··· SOURCE RECORDS ···

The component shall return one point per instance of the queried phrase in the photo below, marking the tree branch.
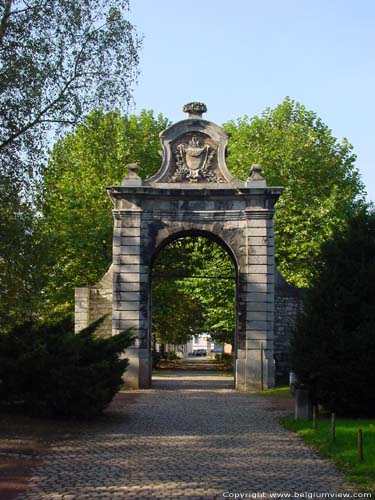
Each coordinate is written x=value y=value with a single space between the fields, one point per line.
x=39 y=116
x=4 y=19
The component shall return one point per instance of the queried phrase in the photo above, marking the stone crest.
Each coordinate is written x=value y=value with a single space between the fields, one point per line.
x=194 y=160
x=194 y=152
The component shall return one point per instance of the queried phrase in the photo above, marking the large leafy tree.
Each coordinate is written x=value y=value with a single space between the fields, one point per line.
x=333 y=348
x=58 y=60
x=77 y=220
x=322 y=184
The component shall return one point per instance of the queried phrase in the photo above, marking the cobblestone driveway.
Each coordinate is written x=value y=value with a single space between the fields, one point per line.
x=179 y=440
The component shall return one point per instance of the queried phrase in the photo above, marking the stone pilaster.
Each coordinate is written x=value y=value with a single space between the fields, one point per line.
x=255 y=365
x=130 y=278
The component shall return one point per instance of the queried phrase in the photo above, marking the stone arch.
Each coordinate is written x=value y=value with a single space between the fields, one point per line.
x=170 y=235
x=174 y=235
x=194 y=192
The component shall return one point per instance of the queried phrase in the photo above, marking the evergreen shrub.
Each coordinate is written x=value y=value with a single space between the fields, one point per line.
x=49 y=370
x=333 y=347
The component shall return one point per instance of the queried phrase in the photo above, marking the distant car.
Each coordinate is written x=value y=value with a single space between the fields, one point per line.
x=200 y=352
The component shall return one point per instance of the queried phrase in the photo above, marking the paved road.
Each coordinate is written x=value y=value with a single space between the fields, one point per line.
x=190 y=437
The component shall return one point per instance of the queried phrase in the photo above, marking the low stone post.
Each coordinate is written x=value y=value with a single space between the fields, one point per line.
x=303 y=406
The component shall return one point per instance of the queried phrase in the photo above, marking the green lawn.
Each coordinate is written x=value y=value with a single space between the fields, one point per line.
x=344 y=451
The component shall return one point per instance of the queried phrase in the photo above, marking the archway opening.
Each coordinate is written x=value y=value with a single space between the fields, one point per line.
x=193 y=332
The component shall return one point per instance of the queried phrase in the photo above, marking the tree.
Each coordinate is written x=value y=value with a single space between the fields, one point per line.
x=47 y=369
x=196 y=275
x=333 y=348
x=58 y=60
x=77 y=220
x=322 y=184
x=20 y=257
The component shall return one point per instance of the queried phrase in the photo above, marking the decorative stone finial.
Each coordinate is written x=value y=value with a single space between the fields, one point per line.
x=195 y=109
x=255 y=178
x=132 y=178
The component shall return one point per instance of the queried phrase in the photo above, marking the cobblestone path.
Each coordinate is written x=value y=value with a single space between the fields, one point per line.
x=180 y=440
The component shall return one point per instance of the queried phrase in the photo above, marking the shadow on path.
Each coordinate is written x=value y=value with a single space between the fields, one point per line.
x=190 y=380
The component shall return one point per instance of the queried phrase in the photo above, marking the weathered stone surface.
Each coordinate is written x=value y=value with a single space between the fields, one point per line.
x=193 y=193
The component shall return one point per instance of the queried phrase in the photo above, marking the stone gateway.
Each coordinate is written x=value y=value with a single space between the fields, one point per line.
x=193 y=193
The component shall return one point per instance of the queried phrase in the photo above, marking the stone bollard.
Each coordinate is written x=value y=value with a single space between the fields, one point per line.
x=303 y=406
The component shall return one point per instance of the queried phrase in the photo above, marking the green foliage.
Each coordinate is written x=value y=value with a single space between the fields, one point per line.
x=344 y=451
x=171 y=356
x=226 y=359
x=322 y=185
x=191 y=292
x=59 y=60
x=49 y=370
x=333 y=348
x=20 y=257
x=77 y=221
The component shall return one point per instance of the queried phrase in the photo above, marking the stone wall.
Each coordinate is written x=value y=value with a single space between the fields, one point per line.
x=288 y=305
x=93 y=302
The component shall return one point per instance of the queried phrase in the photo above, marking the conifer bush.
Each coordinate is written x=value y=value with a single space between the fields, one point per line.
x=49 y=370
x=333 y=347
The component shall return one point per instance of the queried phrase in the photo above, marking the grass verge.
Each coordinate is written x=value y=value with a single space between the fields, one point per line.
x=344 y=451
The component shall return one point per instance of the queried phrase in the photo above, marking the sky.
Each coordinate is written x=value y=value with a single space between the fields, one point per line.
x=241 y=56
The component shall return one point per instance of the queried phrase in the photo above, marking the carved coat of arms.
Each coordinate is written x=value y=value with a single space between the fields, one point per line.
x=194 y=161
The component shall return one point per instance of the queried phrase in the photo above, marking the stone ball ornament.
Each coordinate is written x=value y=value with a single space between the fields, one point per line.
x=195 y=109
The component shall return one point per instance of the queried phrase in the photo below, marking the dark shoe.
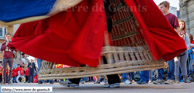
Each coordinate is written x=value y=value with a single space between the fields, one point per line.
x=141 y=82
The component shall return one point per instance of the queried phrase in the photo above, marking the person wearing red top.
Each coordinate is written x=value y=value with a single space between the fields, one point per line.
x=14 y=75
x=27 y=75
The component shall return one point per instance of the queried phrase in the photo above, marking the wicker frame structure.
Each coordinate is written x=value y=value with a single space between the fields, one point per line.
x=127 y=53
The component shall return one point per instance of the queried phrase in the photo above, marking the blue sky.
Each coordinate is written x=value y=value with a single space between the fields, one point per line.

···

EXERCISE INSTRUCTIONS: Copy out only the part of the items that opens with the line containing "the cobblestone path." and closes with the line containing "x=190 y=380", renaming "component" to "module" and leaving everything else unchanged.

THE RESULT:
The module shall return one point per instance of the queried phrase in the photo above, marking the cobblestone path.
Each coordinate is written x=value y=value with a single space between the fields, one point per line.
x=180 y=440
The module shall return one point per instance of the queried phrase in the photo above, marking the shadow on path.
Each coordinate is written x=value y=value with a single space between the fields, one point per line.
x=190 y=380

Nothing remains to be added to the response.